Natural language region descriptions:
☆ ☆ ☆ ☆

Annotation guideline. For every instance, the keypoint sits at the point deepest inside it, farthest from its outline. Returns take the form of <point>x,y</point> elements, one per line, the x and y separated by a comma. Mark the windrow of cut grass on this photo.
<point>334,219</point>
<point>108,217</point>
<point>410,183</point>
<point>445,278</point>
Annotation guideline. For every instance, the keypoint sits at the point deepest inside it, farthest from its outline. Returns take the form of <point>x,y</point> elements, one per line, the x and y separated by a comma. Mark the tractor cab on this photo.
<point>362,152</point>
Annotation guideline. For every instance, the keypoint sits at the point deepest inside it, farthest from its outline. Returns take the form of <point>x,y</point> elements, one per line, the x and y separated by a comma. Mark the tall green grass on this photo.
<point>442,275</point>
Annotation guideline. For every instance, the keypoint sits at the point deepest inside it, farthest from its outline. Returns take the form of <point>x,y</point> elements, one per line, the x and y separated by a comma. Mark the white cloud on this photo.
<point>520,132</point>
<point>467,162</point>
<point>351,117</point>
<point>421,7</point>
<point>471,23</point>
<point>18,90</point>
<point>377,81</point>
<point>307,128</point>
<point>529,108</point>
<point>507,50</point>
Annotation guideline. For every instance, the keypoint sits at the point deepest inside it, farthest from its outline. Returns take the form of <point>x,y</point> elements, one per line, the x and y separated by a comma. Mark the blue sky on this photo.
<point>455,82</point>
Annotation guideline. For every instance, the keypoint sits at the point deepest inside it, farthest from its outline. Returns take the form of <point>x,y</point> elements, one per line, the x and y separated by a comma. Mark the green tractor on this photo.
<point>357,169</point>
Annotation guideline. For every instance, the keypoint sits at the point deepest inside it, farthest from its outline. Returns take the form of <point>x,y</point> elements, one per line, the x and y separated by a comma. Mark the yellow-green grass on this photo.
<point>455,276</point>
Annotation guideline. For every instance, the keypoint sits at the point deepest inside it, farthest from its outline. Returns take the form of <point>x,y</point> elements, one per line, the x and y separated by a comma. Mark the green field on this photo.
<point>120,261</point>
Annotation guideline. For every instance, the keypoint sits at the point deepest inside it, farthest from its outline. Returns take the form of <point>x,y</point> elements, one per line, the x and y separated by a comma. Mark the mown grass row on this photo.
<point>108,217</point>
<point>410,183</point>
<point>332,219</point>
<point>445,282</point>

☆ ☆ ☆ ☆

### WHAT YOU HAVE TO DO:
Give each line of the records above again, unchanged.

### REPLY:
Annotation guideline. For every instance, the keypoint sits at the point deepest inside it, farthest from its outline. Returns take the form of <point>x,y</point> elements, one per line, the x and y separated by a comma. Mark the windrow of cut grass on this photo.
<point>334,219</point>
<point>108,217</point>
<point>410,183</point>
<point>445,278</point>
Annotation guideline. For every instance, the keypoint sits at the point deepest inside it, farthest from its outline. Returns take the form of <point>x,y</point> elements, one per line, the x and y separated by a comma. Mark the tractor cab on this photo.
<point>362,152</point>
Annotation guideline. For every instance, the keypoint sits at the point deepest inside it, farthest from its outline. Returns take the form of <point>x,y</point> elements, one per line, the x and y separated by a comma. Mark the tall green grass on this photo.
<point>442,275</point>
Annotation guideline. For every instance, the keypoint sits at the point deepest inside it, farthest from its outline. Returns take the form of <point>x,y</point> elements, one per line, the x and y separated by a comma. Mark the white cloud on this photo.
<point>520,132</point>
<point>467,162</point>
<point>351,117</point>
<point>421,7</point>
<point>471,23</point>
<point>18,90</point>
<point>377,81</point>
<point>307,128</point>
<point>529,108</point>
<point>507,50</point>
Annotation guideline. For every instance, the keypoint sits at the point deepest inside it, farthest from its outline. Returns take the form of <point>x,y</point> elements, one per line, the x and y separated by a comma. Mark the blue sky on this photo.
<point>455,82</point>
Annotation guideline. For every instance, the keypoint sits at the point deepest inside it, farthest from its outline. Returns take the form of <point>x,y</point> elements, one per line, the x and y separated by a comma. Mark the green tractor on this photo.
<point>357,169</point>
Annotation guideline. For every instance, the keypoint sits at the point deepest inside it, farthest from its outline. Returns take the form of <point>x,y</point> elements, one per line, the x and y separated by a comma. Mark the yellow-green grass on this photo.
<point>455,276</point>
Annotation guideline. For every instance, the keypoint sits at the point deepest inside it, farthest from its outline. Returns take the form of <point>x,y</point> elements, one per line, the x and y separated by a comma. Mark the green field on this photo.
<point>120,261</point>
Annotation guideline. For every instance, the keypoint sits at the point deepest inside it, farthest from its outline. Returns take the form of <point>x,y</point> elements, one per line, the x and y separated by a comma. Mark the mown grass row on this photo.
<point>108,217</point>
<point>410,183</point>
<point>332,219</point>
<point>445,282</point>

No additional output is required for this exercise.